The most expensive collection in auction history
Christie’s sold 150 works from the Paul G. Allen Collection for over $1.6 billion on 09-10 November 2022, as wealthy collectors around the world shrugged off economic and crypto worries to invest in trophy artworks.
Five paintings broke the $100 million mark on 09 November 2022, including the night’s top seller — Georges Seurat’s “Les Poseuses, Ensemble,” which sold for $149.2 million. Several works sold for three or four times their estimates, with several artists setting records at auction, including Vincent van Gogh, Edward Steichen and Gustav Klimt.
The sales total of $1.62 billion shattered the previous record for the most expensive collection ever auctioned, set by the Harry and Linda Macklowe collection auctioned at Sotheby’s for $922 million. The sales total included $1.5 billion from Wednesday night and just over $100 million from Thursday’s sale.

^^^^

- _Exercise set_:
A. Please copy word for word everything in the auction article from "Five paintings broke" down to "from Thursday’s sale.".
B. Resume the auction article from where it stops.
The listing that comes next is not needed.

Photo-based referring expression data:

^^^^

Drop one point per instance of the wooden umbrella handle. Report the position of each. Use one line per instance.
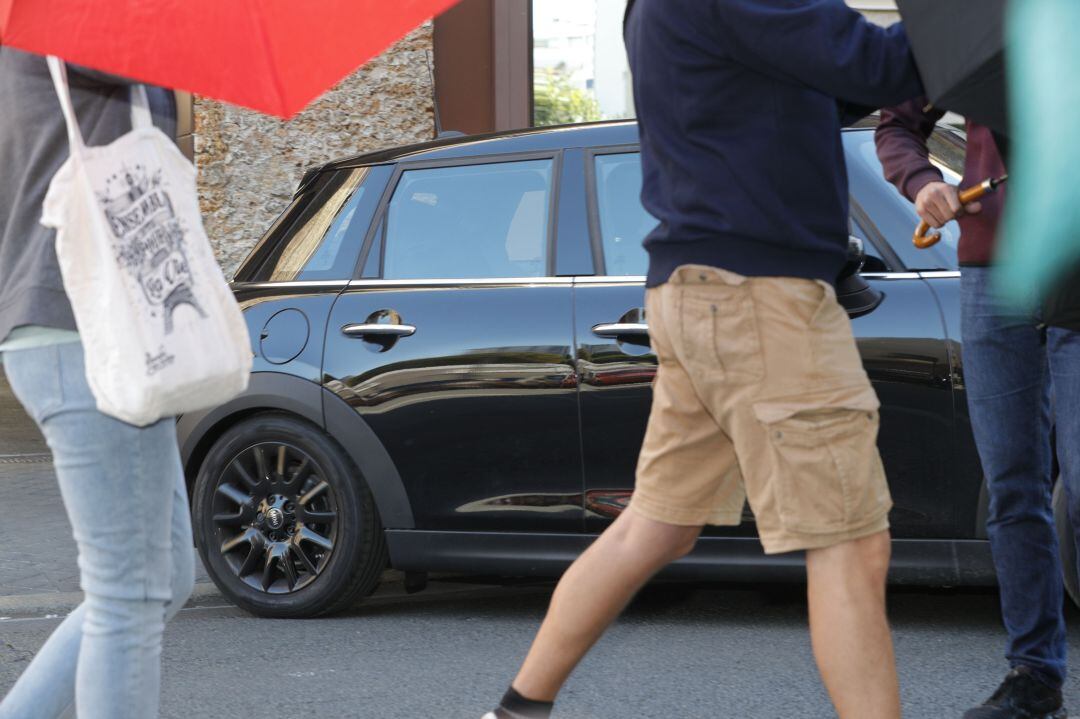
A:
(922, 236)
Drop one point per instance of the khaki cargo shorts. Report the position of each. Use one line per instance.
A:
(759, 395)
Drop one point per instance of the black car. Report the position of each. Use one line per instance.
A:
(453, 374)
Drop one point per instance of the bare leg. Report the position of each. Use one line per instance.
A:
(592, 594)
(849, 628)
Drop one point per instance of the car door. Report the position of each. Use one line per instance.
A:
(902, 343)
(456, 348)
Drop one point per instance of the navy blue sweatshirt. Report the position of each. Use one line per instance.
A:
(740, 105)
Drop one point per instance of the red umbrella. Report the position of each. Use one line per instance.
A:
(271, 55)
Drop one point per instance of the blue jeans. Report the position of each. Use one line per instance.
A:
(1016, 377)
(124, 493)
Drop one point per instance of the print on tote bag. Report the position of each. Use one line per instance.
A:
(149, 241)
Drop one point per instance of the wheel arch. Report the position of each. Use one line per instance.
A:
(286, 393)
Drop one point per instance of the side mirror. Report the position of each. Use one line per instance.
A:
(852, 290)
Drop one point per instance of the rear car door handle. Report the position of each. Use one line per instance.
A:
(378, 330)
(622, 329)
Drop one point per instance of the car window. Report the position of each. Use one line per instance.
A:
(623, 221)
(471, 221)
(319, 235)
(875, 261)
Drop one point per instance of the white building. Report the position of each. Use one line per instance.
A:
(582, 41)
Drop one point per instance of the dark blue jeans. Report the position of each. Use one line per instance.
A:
(1015, 378)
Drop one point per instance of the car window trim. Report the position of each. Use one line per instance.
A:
(456, 282)
(497, 158)
(592, 201)
(875, 236)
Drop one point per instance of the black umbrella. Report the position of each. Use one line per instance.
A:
(959, 48)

^^^^

- _Per-task answers_:
A.
Five paintings broke the $100 million mark on 09 November 2022, including the night’s top seller — Georges Seurat’s “Les Poseuses, Ensemble,” which sold for $149.2 million. Several works sold for three or four times their estimates, with several artists setting records at auction, including Vincent van Gogh, Edward Steichen and Gustav Klimt.
The sales total of $1.62 billion shattered the previous record for the most expensive collection ever auctioned, set by the Harry and Linda Macklowe collection auctioned at Sotheby’s for $922 million. The sales total included $1.5 billion from Wednesday night and just over $100 million from Thursday’s sale.

B.
“This shows that for objects of this quality and rarity, people will spend whatever it takes to obtain them,” said Andrew Fabricant, chief operating officer of Gagosian, the mega-gallery.
The collection of Allen, the late co-founder of Microsoft, was a treasure trove of masterpieces spanning 500 years. All of the proceeds will go to charity, since Allen signed the Giving Pledge promising to leave at least half of his fortune to charity.
Allen’s keen eye for great art also made for great investments. He purchased Gustav Klimt’s “Birch Forest” for $40 million in 2006. It sold Wednesday for $104 million.
“It just shows if you have the patience, the wherewithal and proper advice, you can actually build an asset in an art collection that is difficult to assail,” Fabricant said. “The winds of change don’t really affect it to the degree you find in other asset classes. It’s been proven time and time again.”
Paul Cezanne’s “La Montagne Sainte-Victoire” sold for $137.8 million. Vincent van Gogh’s “Verger avec Cypres” sold for $117 million and set a new record for van Gogh at auction, last set in 1990. Paul Gaugin’s “Maternite II” sold for $105.7 million.
Lucian Freud’s “Large Interior, W11 (after Watteau),” considered one of his largest masterpieces, sold for $86.3 million. One of Claude Monet’s “Waterloo Bridge” paintings went for $64.5 million.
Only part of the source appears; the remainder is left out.